## Selected text
*-*-*
The failure of COVID emergency funds for schools should serve as a cautionary tale
![The failure of COVID emergency funds for schools should serve as a cautionary tale](https://thehill.com/wp-content/uploads/sites/2/2025/02/AP20273526391718.jpg?w=900)
From March 2020 to March 2021, the U.S. government provided an unprecedented amount of money to public schools through Elementary and Secondary School Emergency Relief (ESSER) funds.
The pitch was: Schools needed extra cash to address the impact that COVID-19 had on K-12 schools across the nation. By the time the last checks cleared from ESSER, more than $190 billion had been poured into the U.S. education system, an amount so massive it is described as a “once-in-a-generation investment.”
Yet, despite these historic levels of spending, student achievement continues to plummet. The latest results from the National Assessment of Educational Progress, commonly known as the Nation’s Report Card, reveal a grim reality. The data shows fourth and eighth grade students are still behind pre-pandemic levels in both reading and math. Rather than reversing pandemic-related setbacks, ESSER funds have seemingly done little to improve educational outcomes.
If money alone could fix the problem, the Nation’s Report Card would look a lot different. So, if the money didn’t help student achievement, what did it do?
*-*-*
## The data

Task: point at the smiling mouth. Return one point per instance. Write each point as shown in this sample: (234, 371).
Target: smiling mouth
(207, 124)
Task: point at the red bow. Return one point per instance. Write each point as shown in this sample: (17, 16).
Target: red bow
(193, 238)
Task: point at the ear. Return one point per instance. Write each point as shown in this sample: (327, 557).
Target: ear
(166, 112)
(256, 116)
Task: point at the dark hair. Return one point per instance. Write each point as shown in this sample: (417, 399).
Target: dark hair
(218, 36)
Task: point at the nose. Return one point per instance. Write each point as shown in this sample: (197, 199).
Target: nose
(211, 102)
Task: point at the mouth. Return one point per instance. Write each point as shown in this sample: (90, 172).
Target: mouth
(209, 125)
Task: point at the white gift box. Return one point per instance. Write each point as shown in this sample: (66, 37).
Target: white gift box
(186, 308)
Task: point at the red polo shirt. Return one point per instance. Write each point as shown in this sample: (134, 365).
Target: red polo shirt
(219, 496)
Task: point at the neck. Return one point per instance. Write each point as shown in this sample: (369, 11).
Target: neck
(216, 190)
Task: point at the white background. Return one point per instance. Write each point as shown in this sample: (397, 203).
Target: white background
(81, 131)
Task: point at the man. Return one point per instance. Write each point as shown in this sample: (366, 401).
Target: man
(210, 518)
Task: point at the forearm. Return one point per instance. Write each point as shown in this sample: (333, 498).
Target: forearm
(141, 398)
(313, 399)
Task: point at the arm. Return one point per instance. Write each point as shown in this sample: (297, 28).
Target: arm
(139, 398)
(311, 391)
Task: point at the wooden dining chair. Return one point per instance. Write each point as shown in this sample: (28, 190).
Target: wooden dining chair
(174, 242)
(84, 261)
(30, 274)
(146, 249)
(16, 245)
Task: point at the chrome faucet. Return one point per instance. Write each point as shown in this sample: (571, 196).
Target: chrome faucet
*-*-*
## The problem
Reproduce verbatim the passage of the piece on COVID emergency funds for schools that runs from "Yet, despite these" up to and including "improve educational outcomes.".

## Solution for this problem
Yet, despite these historic levels of spending, student achievement continues to plummet. The latest results from the National Assessment of Educational Progress, commonly known as the Nation’s Report Card, reveal a grim reality. The data shows fourth and eighth grade students are still behind pre-pandemic levels in both reading and math. Rather than reversing pandemic-related setbacks, ESSER funds have seemingly done little to improve educational outcomes.